__Exercise text__
--------
11/16/2011 12:41:00 AM  
Anonymous Anonymous said...

Let's see how that Top 50 ranking holds up now that they've booted Prairie. If DMH didn't monkey with their numbers, which wouldn't surprise me, they surely relied on the outcomes from the Prairie docs who are no longer there.

11/18/2011 03:07:00 PM  
Anonymous Anonymous said...

As long as certain people are associated with DMH- it will continue to slide backwards.

11/18/2011 03:53:00 PM  
Anonymous Anonymous said...

we are hERe. does DMH really want you to come to the ER for care? Is this ad campaign in preparation for St Mary's opening a new ER? Of course not- this is a way to get people in the door that don't have family doctors alot of the time. This gets a new patient in the system that can be shunted to a DMH owned lackey physician or referred to the nearly nonexistent heart center since prarie left. Think about it.

11/22/2011 10:29:00 PM  
Anonymous Anonymous said...

More people left DMH. Couple of directors and some hospitalits. More directors would like to leave but signed noncompete clauses and would have to go out of town for a few years before they could come back.

12/21/2011 08:25:00 PM  
Anonymous Anonymous said...

When patients become profit centers, all our health is at risk.

First, for those who are lucky enough to have private insurance, we are at the mercy of claims adjusters and benefit managers whose prime objective is to minimize health insurance company payouts for care. On top of that, until health care reform is fully implemented, you can still be denied health insurance for pre-existing conditions or pay exorbitant premiums, leaving many people who might hurt the profits of health insurance companies left to pay hundreds of thousands of dollars each for uninsured care.
--------
__Dataset__

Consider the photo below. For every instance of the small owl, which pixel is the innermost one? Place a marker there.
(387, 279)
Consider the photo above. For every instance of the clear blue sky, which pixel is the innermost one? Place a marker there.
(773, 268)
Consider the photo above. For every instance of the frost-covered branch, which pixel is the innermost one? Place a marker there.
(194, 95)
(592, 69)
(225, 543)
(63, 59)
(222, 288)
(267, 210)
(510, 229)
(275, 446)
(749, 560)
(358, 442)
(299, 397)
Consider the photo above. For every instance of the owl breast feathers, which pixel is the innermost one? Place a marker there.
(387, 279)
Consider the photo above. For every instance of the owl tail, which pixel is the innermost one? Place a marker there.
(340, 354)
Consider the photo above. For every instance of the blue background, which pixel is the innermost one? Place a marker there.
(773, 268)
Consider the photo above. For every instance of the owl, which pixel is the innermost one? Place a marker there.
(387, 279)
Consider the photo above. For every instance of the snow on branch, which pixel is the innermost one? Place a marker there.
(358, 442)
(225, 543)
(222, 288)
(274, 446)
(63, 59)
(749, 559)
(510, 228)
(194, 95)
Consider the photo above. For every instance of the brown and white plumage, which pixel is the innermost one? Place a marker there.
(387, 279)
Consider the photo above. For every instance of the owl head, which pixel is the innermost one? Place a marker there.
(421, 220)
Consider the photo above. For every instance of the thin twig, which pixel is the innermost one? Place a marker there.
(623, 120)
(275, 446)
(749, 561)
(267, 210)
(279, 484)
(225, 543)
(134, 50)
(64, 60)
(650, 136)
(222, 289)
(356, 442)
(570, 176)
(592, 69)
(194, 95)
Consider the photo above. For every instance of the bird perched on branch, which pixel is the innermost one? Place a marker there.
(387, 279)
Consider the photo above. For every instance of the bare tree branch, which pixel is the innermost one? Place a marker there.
--------
__What you have to do__
Write out the full set of DMH comments word for word. The lines are separate material and have no connection to the DMH comments.

__Task result__
11/16/2011 12:41:00 AM  
Anonymous Anonymous said...

Let's see how that Top 50 ranking holds up now that they've booted Prairie. If DMH didn't monkey with their numbers, which wouldn't surprise me, they surely relied on the outcomes from the Prairie docs who are no longer there.

11/18/2011 03:07:00 PM  
Anonymous Anonymous said...

As long as certain people are associated with DMH- it will continue to slide backwards.

11/18/2011 03:53:00 PM  
Anonymous Anonymous said...

we are hERe. does DMH really want you to come to the ER for care? Is this ad campaign in preparation for St Mary's opening a new ER? Of course not- this is a way to get people in the door that don't have family doctors alot of the time. This gets a new patient in the system that can be shunted to a DMH owned lackey physician or referred to the nearly nonexistent heart center since prarie left. Think about it.

11/22/2011 10:29:00 PM  
Anonymous Anonymous said...

More people left DMH. Couple of directors and some hospitalits. More directors would like to leave but signed noncompete clauses and would have to go out of town for a few years before they could come back.

12/21/2011 08:25:00 PM  
Anonymous Anonymous said...

When patients become profit centers, all our health is at risk.

First, for those who are lucky enough to have private insurance, we are at the mercy of claims adjusters and benefit managers whose prime objective is to minimize health insurance company payouts for care. On top of that, until health care reform is fully implemented, you can still be denied health insurance for pre-existing conditions or pay exorbitant premiums, leaving many people who might hurt the profits of health insurance companies left to pay hundreds of thousands of dollars each for uninsured care.